In the records below, start at the line containing "Subject = woman's left arm" and continue to the end of the records, covering both ends. Write out all of those lines again, requests included, and add -39 to every bounding-box coordinate in the answers.

— start of ENTRIES SHOWN —

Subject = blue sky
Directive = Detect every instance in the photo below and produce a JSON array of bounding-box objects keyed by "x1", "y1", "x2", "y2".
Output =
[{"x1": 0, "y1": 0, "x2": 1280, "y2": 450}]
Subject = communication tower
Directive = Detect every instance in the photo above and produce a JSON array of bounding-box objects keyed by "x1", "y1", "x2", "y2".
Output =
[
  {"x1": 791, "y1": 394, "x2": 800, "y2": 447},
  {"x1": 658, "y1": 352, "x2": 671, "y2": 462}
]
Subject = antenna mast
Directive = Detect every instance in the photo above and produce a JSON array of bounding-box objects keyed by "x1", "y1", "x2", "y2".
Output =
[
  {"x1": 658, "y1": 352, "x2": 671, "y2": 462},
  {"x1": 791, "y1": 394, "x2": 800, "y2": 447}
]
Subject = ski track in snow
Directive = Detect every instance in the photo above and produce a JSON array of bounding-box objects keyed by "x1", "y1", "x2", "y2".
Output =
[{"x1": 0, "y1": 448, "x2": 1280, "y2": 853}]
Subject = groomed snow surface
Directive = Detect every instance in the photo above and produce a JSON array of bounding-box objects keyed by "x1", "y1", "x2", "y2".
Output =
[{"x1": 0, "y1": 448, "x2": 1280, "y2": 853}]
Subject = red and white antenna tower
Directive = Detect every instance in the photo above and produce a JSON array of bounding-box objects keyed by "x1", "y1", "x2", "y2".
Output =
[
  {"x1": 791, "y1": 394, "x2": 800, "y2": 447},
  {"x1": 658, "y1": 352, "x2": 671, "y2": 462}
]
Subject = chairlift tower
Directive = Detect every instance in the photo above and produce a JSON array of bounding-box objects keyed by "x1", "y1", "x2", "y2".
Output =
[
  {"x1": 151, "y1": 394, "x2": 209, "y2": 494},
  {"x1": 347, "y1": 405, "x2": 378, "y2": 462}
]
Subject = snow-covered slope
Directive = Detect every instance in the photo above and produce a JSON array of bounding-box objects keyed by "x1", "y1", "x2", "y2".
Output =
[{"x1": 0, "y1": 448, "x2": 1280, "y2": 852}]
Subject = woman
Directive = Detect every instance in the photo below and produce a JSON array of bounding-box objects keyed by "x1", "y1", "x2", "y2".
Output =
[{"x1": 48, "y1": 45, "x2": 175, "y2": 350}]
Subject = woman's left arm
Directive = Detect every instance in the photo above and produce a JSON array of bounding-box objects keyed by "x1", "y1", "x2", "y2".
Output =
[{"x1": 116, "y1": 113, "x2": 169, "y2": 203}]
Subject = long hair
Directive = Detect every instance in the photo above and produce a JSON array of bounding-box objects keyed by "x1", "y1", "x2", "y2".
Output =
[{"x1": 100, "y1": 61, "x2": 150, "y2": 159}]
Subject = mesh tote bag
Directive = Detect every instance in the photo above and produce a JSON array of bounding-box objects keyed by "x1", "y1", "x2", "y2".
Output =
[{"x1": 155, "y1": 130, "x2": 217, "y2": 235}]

— end of ENTRIES SHOWN —

WRITTEN RESPONSE:
Subject = woman's left arm
Directive = Detect every instance in the photo above and produce a JSON array of bounding-box objects keyed by "x1", "y1", "x2", "y2".
Output =
[{"x1": 77, "y1": 74, "x2": 130, "y2": 164}]
Subject = long hair
Directive = Detect every instance in the photo above and produce a JSON array of bounding-box objects keyed by "x1", "y1", "x2", "y2".
Output =
[{"x1": 61, "y1": 22, "x2": 111, "y2": 120}]
Subject = mesh tote bag
Directive = Detect every instance in the photo above and produce a JSON array of bounding-box objects keyed by "x1", "y1", "x2", "y2".
Output =
[{"x1": 116, "y1": 91, "x2": 178, "y2": 196}]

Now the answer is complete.